_Tarefa_.
Prossiga a crónica sobre a ausência do clima no debate eleitoral, dando seguimento ao texto depois da última frase apresentada.

_Excerto da crónica_.
▼

Pior do que um debate com mau ambiente, tenso, com candidatos a atropelarem-se nas promessas e acusações sem se conseguirem fazer ouvir, pior do que todo o ruído de uma campanha eleitoral é o silêncio. Pior do que um debate com um clima com nervos e alguma substância, só um debate sem clima. Concordo com Oscar Wilde, pior do que falarem mal é não falarem de todo.

Julgo que ouvi en passant uma referência à necessária transição energética, mas nada além disso. Podia rever o debate para transmitir com rigor e exactidão o que foi dito, por quem e quando, mas, por favor, não me peçam isso. Sei que não se falou do clima. Sei que não se falou na emergência climática.

Sei que não se falou de como vamos reduzir as emissões, proteger os solos, tratar dos resíduos, responder à exasperante escassez de água, proteger áreas marinhas e em terra firme, conciliar a tecnologia e o progresso com um planeta com futuro protegendo a natureza.

Falou-se de dinheiro. De impostos, de salários dos médicos, dos salários dos professores, dos salários dos polícias, da habitação, do SNS, das pensões. Assuntos importantes, sem dúvida. Mas será que entre três experientes jornalistas (mea culpa faço, em nome do nosso papel) nenhum achou que a crise climática é um tema importante? Que merecia uma pergunta? Nem com polémicas à mistura que, alimentadas por projectos em nome do ambiente, desencadearam estas eleições antecipadas?

Falaram, por exemplo, dos ordenados dos médicos, mas sei que não se falou de outras sérias e reais ameaças à nossa saúde, desde a poluição atmosférica aos químicos que ingerimos com a comida, passando pela qualidade da água e que todos os anos matam pessoas em Portugal. Sim, matam. Sem exagero.

Falaram dos ordenados dos polícias que oportunamente se manifestaram à porta do Capitólio mas sei que não se falou do movimento de homens e mulheres em cima de tractores que marcha por toda a Europa, Portugal incluído, carregando uma série de problemas complexos na bagagem. Questões que temos de enfrentar para responder às suas actuais necessidades sem andar para trás no progresso das novas regras ambientais que tomam conta do nosso futuro. Nem à força de tractores se falou de clima.

▲

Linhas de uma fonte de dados
▼

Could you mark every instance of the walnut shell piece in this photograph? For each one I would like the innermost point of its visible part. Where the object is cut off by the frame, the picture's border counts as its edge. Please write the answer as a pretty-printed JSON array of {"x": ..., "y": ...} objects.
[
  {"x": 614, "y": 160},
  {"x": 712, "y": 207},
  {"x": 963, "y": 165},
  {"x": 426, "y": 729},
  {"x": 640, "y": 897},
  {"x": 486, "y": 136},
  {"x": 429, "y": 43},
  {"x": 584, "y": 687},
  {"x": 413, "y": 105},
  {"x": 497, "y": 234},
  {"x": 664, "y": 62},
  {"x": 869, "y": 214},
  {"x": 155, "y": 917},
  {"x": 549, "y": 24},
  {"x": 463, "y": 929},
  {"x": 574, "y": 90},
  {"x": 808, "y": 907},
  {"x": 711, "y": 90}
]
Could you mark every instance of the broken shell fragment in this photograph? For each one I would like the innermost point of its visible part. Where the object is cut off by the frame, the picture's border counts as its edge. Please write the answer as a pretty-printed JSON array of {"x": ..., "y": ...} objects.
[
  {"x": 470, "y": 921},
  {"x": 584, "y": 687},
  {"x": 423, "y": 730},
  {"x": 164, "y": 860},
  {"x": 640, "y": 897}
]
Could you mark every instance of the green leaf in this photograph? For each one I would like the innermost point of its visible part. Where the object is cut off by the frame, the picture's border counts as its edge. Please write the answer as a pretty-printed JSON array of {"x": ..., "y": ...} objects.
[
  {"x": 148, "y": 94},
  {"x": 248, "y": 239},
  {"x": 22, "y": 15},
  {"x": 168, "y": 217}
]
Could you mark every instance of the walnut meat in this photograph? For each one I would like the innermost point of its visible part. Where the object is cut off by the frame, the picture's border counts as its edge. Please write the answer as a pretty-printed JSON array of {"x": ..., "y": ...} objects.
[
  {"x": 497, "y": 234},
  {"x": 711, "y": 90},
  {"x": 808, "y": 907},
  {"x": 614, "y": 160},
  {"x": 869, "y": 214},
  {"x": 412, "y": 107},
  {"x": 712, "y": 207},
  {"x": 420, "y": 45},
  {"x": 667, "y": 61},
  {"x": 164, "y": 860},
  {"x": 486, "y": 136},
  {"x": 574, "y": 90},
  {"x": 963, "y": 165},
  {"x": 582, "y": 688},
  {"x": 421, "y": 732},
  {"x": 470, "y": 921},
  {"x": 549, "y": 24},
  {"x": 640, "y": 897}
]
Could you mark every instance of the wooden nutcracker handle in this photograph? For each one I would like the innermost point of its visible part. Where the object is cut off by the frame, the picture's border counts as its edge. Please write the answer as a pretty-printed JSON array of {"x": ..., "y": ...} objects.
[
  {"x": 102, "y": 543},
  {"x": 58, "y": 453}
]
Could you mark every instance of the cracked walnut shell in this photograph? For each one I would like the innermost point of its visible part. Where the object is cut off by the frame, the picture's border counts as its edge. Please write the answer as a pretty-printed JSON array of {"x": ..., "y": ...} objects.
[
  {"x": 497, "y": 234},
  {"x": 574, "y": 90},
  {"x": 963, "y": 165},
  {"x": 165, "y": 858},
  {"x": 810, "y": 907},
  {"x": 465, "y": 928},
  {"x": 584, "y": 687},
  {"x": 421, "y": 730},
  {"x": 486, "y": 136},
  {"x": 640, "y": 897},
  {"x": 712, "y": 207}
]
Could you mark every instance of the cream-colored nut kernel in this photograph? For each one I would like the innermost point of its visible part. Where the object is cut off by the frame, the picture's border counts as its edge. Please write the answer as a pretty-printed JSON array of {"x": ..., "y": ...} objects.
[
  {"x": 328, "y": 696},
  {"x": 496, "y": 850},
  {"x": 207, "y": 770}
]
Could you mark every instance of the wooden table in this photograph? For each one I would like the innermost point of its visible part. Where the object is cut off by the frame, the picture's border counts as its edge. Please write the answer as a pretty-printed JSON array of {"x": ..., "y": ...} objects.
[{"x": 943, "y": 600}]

▲

_Resultado do exercício_.
Com o Sul de Portugal em seca e debaixo de um pacote de medidas restritivas, não se falou da gestão da água, da transição energética, mobilidade e descarbonização. Da revisão da lei da água ou da lei dos solos que está na gaveta há mais de oito anos ou da lei de bases do clima, que permanece frouxa no seu cumprimento, nem da revisão do Plano Nacional de Energia e Clima do roteiro para a Neutralidade Carbónica. Não se falou do futuro da Agência Portuguesa do Ambiente que está há meses sem dono.

Nem sequer do tempo imprevisto que faz lá fora e que não é clima, apenas meteorologia, mas que mostra os sintomas de um planeta doente. Só alguém que passou o mês de Fevereiro (ou de Janeiro ou mesmo o ano de 2023) num buraco pode ignorar a assustadora instabilidade que todos - novos ou velhos, ricos ou pobres, no Norte ou no Sul - sentimos na pele. Tivemos sol e chuva, e ao contrário do provérbio isso não é bom, porque nos tempos que correm a chuva e o sol não caem onde dá jeito. Vivemos várias estações no mesmo mês de Fevereiro, com a Primavera a resgatar as t-shirts da gaveta, seguida de dias de Inverno com neve a cobrir a nossa serra da Estrela e está tudo bem?

Nas últimas semanas, publicámos no Azul alguns artigos sobre as vozes de associações e organizações que pediam atenção para vários temas. Para a gestão da água, para a criação de um ministério do mar, para o desperdício dos alimentos, publicámos até uma breve resenha das propostas dos vários partidos que se agarram à óbvia e inevitável pretensão da redução de emissões como ponto comum, divergindo depois em propostas mais ou menos distintivas. Não resisto a dar destaque à ironia de termos nesse texto uma proposta (ao lado da isenção do IVA para fraldas reutilizáveis) sobre a mitigação dos riscos e catástrofes naturais vinda precisamente do Chega, que tantos riscos e catástrofes pode representar em tempo de 50 anos de democracia.

Nem à força de tractores ou tempestades a emergência climática entra na campanha. Todos os outros assuntos que andam na boca dos candidatos serão importantes, não tenho a leviandade de achar que podemos prescindir deles. A paz, o pão, a saúde, a educação e a liberdade a sério são fundamentais. Mas a emergência climática também já é. Ainda que não entre na canção antiga.